-- start Passage --

- Japanese artwork

Single by Babyshambles

from the album Down in Albion
- B-side: "East of Eden", "Babyshamble", "Monkey Casino", "Black Boy Lane"
- Released: 15 August 2005
- Genre: Indie rock
- Length: 4:38
- Label: Rough Trade
- Songwriters: Pete Doherty, Patrick Walden
- Producer: Mick Jones

Babyshambles singles chronology
| "Killamangiro" (2004) | "Fuck Forever" (2005) | "Albion" (2005) |

Down in Albion track listing
- "La Belle et la Bête"; "Fuck Forever"; "A'Rebours"; "The 32nd of December"; "Pipedown"; "Sticks and Stones"; "Killamangiro"; "8 Dead Boys"; "In Love with a Feeling"; "Pentonville"; "What Katy Did Next"; "Albion"; "Back from the Dead"; "The Loyalty Song"; "Up the Morning"; "Merry Go Round";

= Fuck Forever =

2005 single by Babyshambles

"Fuck Forever" is a song by English rock band Babyshambles. It was released as a single on 15 August 2005 and is their highest-charting single, peaking at number four on the UK Singles Chart. The song was negatively targeted due to its controversial title and lyrics, but it was eventually released and has become the closing number in the band's live sets. In May 2007, NME placed "Fuck Forever" at number 24 on its list of the "50 Greatest Indie Anthems Ever", while in 2014, the same publication named it the 245th greatest song of all time.

-- end Passage --
-- start Record excerpts --

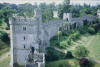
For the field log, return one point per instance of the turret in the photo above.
(38, 14)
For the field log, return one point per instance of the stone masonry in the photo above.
(30, 36)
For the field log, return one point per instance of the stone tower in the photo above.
(67, 16)
(25, 41)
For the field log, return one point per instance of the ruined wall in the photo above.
(32, 32)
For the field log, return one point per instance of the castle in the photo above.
(30, 36)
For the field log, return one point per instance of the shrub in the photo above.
(80, 52)
(75, 35)
(69, 54)
(86, 63)
(64, 65)
(85, 22)
(91, 30)
(64, 44)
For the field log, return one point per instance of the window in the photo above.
(24, 28)
(24, 46)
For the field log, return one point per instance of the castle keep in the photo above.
(30, 36)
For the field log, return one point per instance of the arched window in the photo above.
(24, 46)
(24, 38)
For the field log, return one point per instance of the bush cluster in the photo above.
(91, 30)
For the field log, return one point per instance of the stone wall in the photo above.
(31, 32)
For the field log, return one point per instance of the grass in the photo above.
(63, 63)
(92, 42)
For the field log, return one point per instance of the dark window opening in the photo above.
(24, 37)
(24, 28)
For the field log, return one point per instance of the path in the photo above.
(60, 50)
(92, 38)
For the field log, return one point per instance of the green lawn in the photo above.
(92, 42)
(63, 63)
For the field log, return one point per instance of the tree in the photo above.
(80, 52)
(52, 54)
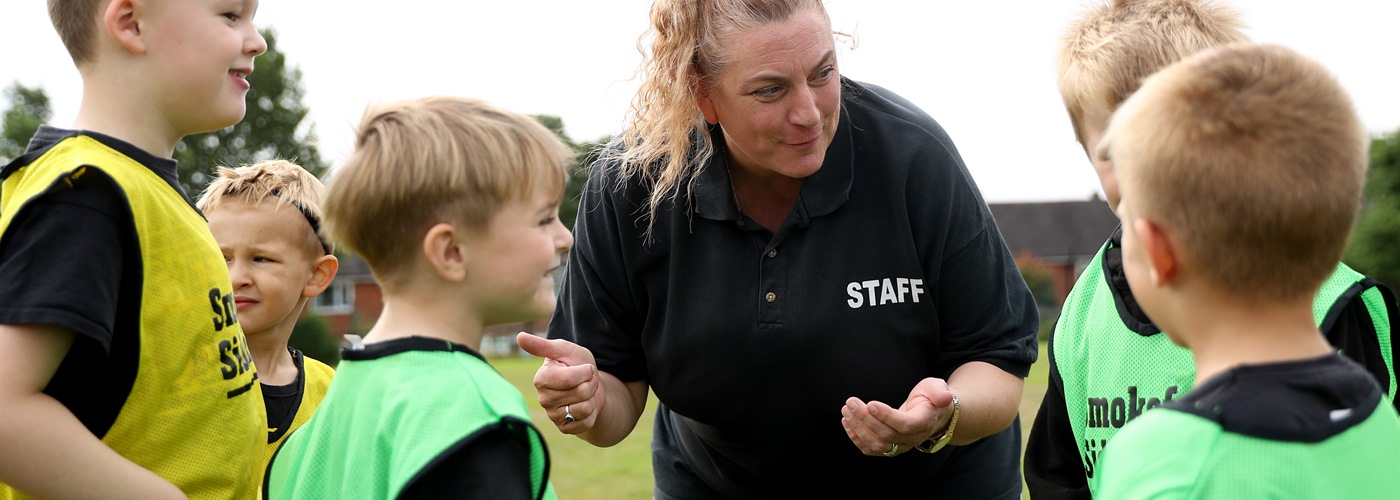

-- end Record excerpts --

Goal of the exercise: Please list every B-side named in the passage about the Babyshambles single. The data has no connection to the passage about the Babyshambles single.

Problem solution: "East of Eden", "Babyshamble", "Monkey Casino", "Black Boy Lane"